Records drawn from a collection
****************************************
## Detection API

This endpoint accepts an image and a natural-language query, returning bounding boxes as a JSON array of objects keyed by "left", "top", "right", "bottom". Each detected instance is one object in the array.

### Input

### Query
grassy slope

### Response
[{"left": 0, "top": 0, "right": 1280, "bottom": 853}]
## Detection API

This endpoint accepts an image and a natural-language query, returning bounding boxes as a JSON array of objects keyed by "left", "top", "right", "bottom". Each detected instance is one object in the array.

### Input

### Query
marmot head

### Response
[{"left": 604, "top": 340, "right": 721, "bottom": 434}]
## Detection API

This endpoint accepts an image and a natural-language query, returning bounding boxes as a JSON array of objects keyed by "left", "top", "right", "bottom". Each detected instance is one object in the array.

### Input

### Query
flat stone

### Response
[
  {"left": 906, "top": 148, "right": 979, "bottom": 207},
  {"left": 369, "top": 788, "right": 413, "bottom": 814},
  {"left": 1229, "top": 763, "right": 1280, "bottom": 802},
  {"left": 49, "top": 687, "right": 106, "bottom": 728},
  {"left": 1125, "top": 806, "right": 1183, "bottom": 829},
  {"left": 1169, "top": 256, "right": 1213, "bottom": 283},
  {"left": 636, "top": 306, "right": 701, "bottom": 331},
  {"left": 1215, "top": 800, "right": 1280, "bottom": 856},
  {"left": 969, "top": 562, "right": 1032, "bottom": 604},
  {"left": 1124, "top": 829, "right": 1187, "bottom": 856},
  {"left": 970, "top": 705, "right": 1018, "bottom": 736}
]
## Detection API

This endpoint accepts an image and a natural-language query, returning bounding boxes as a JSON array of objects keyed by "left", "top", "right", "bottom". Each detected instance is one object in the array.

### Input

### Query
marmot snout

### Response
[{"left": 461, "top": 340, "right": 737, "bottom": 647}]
****************************************
TASK INSTRUCTIONS » Arrange the listing above as a Markdown table with the columns "Row" and "Line text." Number the rows in order, give one line per row, and omit blank lines.

SOLUTION FOR THIS PROBLEM »
| Row | Line text |
|---|---|
| 1 | ## Detection API |
| 2 | This endpoint accepts an image and a natural-language query, returning bounding boxes as a JSON array of objects keyed by "left", "top", "right", "bottom". Each detected instance is one object in the array. |
| 3 | ### Input |
| 4 | ### Query |
| 5 | grassy slope |
| 6 | ### Response |
| 7 | [{"left": 0, "top": 0, "right": 1280, "bottom": 853}] |
| 8 | ## Detection API |
| 9 | This endpoint accepts an image and a natural-language query, returning bounding boxes as a JSON array of objects keyed by "left", "top", "right", "bottom". Each detected instance is one object in the array. |
| 10 | ### Input |
| 11 | ### Query |
| 12 | marmot head |
| 13 | ### Response |
| 14 | [{"left": 604, "top": 340, "right": 721, "bottom": 434}] |
| 15 | ## Detection API |
| 16 | This endpoint accepts an image and a natural-language query, returning bounding boxes as a JSON array of objects keyed by "left", "top", "right", "bottom". Each detected instance is one object in the array. |
| 17 | ### Input |
| 18 | ### Query |
| 19 | flat stone |
| 20 | ### Response |
| 21 | [ |
| 22 |   {"left": 906, "top": 148, "right": 979, "bottom": 207}, |
| 23 |   {"left": 369, "top": 788, "right": 413, "bottom": 814}, |
| 24 |   {"left": 1229, "top": 763, "right": 1280, "bottom": 802}, |
| 25 |   {"left": 49, "top": 687, "right": 106, "bottom": 728}, |
| 26 |   {"left": 1125, "top": 806, "right": 1183, "bottom": 829}, |
| 27 |   {"left": 1169, "top": 256, "right": 1213, "bottom": 283}, |
| 28 |   {"left": 636, "top": 306, "right": 701, "bottom": 331}, |
| 29 |   {"left": 1215, "top": 800, "right": 1280, "bottom": 856}, |
| 30 |   {"left": 969, "top": 562, "right": 1032, "bottom": 604}, |
| 31 |   {"left": 1124, "top": 829, "right": 1187, "bottom": 856}, |
| 32 |   {"left": 970, "top": 705, "right": 1018, "bottom": 736} |
| 33 | ] |
| 34 | ## Detection API |
| 35 | This endpoint accepts an image and a natural-language query, returning bounding boxes as a JSON array of objects keyed by "left", "top", "right", "bottom". Each detected instance is one object in the array. |
| 36 | ### Input |
| 37 | ### Query |
| 38 | marmot snout |
| 39 | ### Response |
| 40 | [{"left": 461, "top": 340, "right": 737, "bottom": 647}] |